> [Aim]: Count how many lines of the records below contain the string "villa". Reply with only that number.

> [Dataset records on where objects are located]:
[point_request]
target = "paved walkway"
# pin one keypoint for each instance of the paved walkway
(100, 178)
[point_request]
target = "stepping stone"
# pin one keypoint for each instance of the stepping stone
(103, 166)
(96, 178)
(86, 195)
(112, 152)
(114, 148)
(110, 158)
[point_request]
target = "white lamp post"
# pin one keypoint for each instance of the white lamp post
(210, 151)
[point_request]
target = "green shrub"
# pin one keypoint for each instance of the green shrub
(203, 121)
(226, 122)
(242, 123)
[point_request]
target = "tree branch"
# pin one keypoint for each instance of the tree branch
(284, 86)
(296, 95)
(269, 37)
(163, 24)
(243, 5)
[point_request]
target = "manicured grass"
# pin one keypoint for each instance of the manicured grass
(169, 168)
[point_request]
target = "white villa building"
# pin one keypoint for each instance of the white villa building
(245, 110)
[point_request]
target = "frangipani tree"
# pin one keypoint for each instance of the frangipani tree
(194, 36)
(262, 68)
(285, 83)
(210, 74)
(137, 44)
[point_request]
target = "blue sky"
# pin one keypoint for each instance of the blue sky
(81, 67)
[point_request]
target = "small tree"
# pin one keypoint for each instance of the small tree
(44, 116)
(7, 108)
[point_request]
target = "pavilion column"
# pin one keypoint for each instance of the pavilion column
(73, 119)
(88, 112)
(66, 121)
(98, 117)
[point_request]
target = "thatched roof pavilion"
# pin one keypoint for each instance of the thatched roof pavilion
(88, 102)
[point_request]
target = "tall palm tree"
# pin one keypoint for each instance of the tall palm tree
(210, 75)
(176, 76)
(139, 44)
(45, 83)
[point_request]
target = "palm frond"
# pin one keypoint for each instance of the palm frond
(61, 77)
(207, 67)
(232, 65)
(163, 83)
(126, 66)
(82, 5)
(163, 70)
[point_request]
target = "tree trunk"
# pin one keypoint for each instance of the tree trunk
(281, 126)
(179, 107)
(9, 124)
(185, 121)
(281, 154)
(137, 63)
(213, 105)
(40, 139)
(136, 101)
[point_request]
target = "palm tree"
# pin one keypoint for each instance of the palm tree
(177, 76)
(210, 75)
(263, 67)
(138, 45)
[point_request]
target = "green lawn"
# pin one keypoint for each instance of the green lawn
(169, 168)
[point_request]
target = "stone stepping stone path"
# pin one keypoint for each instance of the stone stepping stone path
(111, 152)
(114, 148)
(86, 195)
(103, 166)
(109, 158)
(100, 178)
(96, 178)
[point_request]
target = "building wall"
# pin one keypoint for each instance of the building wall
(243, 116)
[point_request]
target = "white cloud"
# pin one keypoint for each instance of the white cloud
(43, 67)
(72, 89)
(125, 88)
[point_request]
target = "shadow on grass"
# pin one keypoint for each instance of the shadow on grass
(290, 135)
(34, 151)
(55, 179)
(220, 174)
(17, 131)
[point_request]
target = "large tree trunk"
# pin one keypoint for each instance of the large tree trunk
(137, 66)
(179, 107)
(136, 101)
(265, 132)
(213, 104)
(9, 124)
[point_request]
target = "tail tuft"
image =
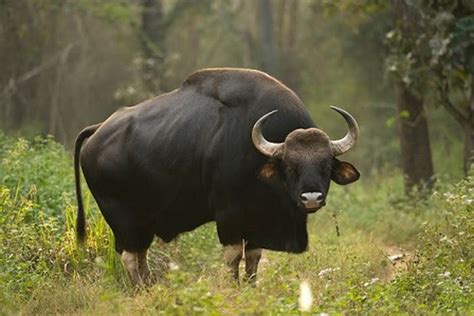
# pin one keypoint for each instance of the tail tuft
(81, 218)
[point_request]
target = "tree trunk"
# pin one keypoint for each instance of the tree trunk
(415, 148)
(266, 33)
(153, 36)
(469, 133)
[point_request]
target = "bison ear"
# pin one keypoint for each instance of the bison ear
(269, 173)
(343, 172)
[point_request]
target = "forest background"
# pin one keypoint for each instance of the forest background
(403, 68)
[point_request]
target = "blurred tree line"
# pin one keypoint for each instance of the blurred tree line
(404, 68)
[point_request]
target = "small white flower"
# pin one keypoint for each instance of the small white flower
(323, 272)
(305, 301)
(173, 266)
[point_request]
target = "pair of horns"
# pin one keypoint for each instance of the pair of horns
(339, 146)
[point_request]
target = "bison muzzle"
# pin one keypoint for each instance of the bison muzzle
(234, 146)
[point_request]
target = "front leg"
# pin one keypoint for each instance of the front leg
(252, 257)
(232, 256)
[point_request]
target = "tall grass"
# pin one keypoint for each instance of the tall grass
(44, 271)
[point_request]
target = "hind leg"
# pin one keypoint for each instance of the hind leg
(130, 262)
(137, 266)
(252, 258)
(232, 256)
(143, 268)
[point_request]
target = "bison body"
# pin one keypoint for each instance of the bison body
(185, 158)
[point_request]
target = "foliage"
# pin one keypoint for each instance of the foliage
(43, 270)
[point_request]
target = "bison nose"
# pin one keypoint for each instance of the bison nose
(312, 200)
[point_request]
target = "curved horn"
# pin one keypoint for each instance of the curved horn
(342, 145)
(264, 146)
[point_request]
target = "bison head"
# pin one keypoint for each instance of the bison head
(305, 162)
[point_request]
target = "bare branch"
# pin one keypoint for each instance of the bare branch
(443, 89)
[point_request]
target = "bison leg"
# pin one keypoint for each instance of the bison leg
(143, 268)
(131, 261)
(233, 255)
(252, 257)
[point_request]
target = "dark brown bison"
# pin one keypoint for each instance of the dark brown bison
(234, 146)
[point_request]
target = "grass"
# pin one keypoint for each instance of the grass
(44, 272)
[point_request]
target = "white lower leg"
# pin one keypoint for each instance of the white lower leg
(233, 255)
(143, 265)
(252, 257)
(130, 261)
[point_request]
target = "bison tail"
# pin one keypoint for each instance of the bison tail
(81, 218)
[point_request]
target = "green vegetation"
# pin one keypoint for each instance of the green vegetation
(44, 271)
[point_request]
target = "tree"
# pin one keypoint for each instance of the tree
(268, 51)
(407, 67)
(449, 30)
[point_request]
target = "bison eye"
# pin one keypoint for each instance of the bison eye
(291, 170)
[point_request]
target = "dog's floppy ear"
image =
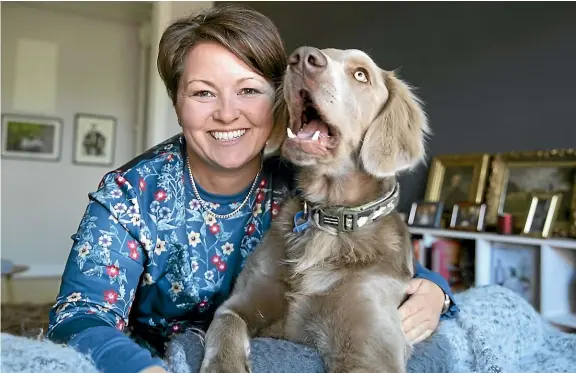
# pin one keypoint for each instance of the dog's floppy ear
(395, 140)
(281, 118)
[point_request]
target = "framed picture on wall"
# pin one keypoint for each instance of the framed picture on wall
(94, 139)
(31, 137)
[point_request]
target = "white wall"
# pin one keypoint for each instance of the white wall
(42, 202)
(161, 118)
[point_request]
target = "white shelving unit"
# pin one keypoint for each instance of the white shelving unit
(557, 267)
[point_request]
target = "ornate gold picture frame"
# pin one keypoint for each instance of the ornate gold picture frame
(516, 176)
(457, 178)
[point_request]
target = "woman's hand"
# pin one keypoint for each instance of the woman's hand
(422, 310)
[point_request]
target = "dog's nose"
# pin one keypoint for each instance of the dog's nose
(308, 59)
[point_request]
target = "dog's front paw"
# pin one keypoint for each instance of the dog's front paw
(226, 364)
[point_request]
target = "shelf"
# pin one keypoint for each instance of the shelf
(567, 321)
(561, 243)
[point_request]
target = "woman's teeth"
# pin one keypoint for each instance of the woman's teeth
(227, 136)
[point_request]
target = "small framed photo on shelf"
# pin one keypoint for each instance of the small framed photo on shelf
(468, 216)
(94, 139)
(542, 213)
(516, 267)
(31, 137)
(426, 214)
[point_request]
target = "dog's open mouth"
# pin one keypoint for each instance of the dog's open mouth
(313, 134)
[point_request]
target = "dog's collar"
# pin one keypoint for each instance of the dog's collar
(348, 219)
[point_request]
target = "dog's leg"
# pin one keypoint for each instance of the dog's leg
(362, 332)
(256, 303)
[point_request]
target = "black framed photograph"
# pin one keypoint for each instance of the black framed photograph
(468, 216)
(94, 139)
(31, 137)
(426, 214)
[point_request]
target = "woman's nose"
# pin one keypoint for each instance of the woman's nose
(227, 111)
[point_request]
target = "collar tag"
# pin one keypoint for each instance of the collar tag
(301, 221)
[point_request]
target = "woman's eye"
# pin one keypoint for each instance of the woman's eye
(202, 94)
(249, 91)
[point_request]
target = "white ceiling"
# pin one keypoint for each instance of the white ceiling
(133, 12)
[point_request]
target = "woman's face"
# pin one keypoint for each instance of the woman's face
(224, 107)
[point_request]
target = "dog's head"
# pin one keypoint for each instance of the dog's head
(346, 112)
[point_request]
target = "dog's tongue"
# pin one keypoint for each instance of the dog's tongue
(313, 126)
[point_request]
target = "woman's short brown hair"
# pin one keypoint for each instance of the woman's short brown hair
(250, 35)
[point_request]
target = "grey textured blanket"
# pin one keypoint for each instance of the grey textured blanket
(495, 332)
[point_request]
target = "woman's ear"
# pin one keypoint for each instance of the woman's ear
(395, 140)
(278, 127)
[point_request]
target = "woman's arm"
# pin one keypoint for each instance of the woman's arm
(100, 281)
(436, 278)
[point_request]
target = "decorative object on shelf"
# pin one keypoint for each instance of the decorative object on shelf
(505, 224)
(542, 214)
(468, 216)
(516, 267)
(31, 137)
(426, 214)
(94, 139)
(516, 176)
(457, 178)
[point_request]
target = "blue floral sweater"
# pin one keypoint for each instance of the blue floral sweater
(147, 261)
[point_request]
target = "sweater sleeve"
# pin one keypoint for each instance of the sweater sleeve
(100, 280)
(436, 278)
(113, 351)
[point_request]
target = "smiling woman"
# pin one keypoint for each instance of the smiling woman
(165, 236)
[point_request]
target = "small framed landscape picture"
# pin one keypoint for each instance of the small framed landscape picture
(516, 268)
(31, 137)
(542, 213)
(94, 139)
(468, 216)
(426, 214)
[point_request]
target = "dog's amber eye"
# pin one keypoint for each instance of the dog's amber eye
(361, 75)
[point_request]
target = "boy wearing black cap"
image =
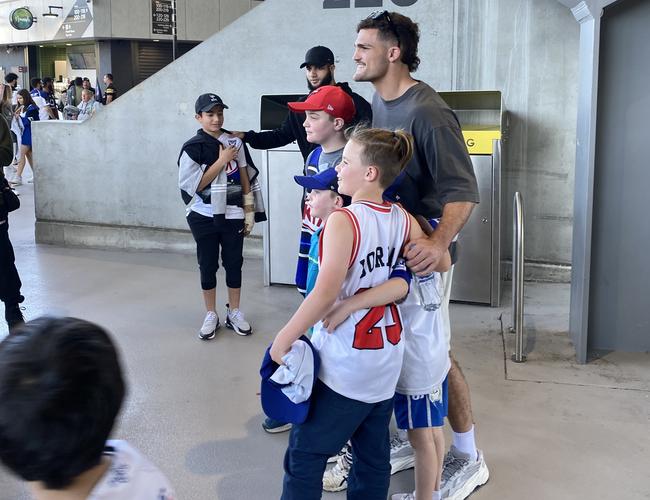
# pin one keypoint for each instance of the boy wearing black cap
(319, 70)
(220, 187)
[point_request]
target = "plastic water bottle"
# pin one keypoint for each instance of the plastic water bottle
(429, 289)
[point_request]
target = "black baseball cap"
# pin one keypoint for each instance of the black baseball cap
(206, 102)
(318, 56)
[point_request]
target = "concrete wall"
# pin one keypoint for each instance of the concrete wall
(528, 49)
(127, 174)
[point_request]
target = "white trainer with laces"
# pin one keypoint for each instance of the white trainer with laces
(336, 478)
(461, 475)
(342, 451)
(210, 326)
(235, 321)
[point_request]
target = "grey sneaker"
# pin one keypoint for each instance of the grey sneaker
(235, 321)
(336, 478)
(402, 456)
(209, 327)
(461, 475)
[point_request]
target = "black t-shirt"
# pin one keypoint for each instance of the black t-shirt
(110, 90)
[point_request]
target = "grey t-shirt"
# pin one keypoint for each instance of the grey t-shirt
(441, 170)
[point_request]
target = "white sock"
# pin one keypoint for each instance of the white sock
(464, 441)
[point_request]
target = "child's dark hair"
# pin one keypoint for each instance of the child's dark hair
(61, 388)
(27, 98)
(401, 29)
(388, 151)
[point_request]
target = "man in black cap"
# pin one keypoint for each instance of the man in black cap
(319, 71)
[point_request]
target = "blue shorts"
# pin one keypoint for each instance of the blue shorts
(425, 410)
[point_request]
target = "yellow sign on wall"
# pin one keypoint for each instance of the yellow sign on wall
(479, 140)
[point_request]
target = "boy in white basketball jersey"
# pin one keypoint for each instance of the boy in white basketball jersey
(361, 360)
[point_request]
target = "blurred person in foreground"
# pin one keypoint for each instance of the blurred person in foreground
(61, 387)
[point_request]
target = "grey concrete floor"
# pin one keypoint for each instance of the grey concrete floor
(550, 428)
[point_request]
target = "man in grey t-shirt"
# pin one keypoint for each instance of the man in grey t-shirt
(439, 182)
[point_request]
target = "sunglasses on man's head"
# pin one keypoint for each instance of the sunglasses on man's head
(380, 15)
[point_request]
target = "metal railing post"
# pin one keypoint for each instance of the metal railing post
(518, 278)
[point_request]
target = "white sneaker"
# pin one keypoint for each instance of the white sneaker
(403, 496)
(335, 458)
(402, 456)
(235, 321)
(336, 479)
(210, 326)
(461, 475)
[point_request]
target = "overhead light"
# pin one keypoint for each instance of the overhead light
(50, 13)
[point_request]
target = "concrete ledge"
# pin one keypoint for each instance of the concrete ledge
(80, 234)
(539, 271)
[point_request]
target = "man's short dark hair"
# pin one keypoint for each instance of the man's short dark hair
(398, 28)
(61, 388)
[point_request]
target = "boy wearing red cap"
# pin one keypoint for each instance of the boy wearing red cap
(329, 110)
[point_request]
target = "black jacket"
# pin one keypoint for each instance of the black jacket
(292, 129)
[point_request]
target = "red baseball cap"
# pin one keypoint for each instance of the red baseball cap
(329, 98)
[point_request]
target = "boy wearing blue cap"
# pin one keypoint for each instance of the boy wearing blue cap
(322, 199)
(361, 359)
(328, 110)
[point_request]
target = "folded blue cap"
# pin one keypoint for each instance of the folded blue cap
(275, 402)
(327, 180)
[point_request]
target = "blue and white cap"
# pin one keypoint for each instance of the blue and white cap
(286, 389)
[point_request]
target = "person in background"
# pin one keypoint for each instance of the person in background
(74, 92)
(11, 81)
(319, 71)
(110, 94)
(86, 85)
(37, 97)
(48, 94)
(9, 280)
(26, 113)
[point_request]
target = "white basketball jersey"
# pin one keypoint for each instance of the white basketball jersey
(426, 351)
(362, 358)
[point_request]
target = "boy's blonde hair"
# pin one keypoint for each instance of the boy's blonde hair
(387, 150)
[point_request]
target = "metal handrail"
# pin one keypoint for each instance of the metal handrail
(518, 277)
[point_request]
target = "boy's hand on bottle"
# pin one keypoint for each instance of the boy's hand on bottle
(336, 315)
(249, 213)
(423, 255)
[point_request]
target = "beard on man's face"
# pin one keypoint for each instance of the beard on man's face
(325, 81)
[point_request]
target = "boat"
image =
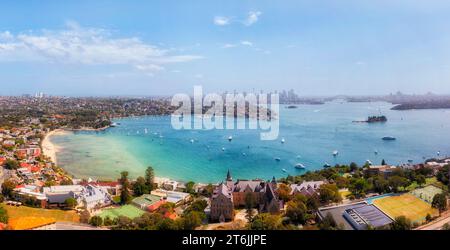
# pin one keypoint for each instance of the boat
(300, 166)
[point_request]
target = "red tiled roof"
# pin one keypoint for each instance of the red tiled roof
(155, 206)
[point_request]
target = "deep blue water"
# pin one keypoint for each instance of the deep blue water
(312, 133)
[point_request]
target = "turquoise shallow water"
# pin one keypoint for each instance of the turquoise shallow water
(312, 133)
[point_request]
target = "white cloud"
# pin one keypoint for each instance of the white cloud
(149, 67)
(246, 43)
(88, 46)
(252, 17)
(6, 36)
(221, 20)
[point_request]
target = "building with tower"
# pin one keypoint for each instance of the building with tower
(231, 194)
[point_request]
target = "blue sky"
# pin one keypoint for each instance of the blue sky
(165, 47)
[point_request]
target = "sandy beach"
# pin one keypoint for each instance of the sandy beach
(48, 148)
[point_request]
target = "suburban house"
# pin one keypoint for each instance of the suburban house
(23, 193)
(94, 197)
(231, 194)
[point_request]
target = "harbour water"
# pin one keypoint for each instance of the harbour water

> [Response below]: 2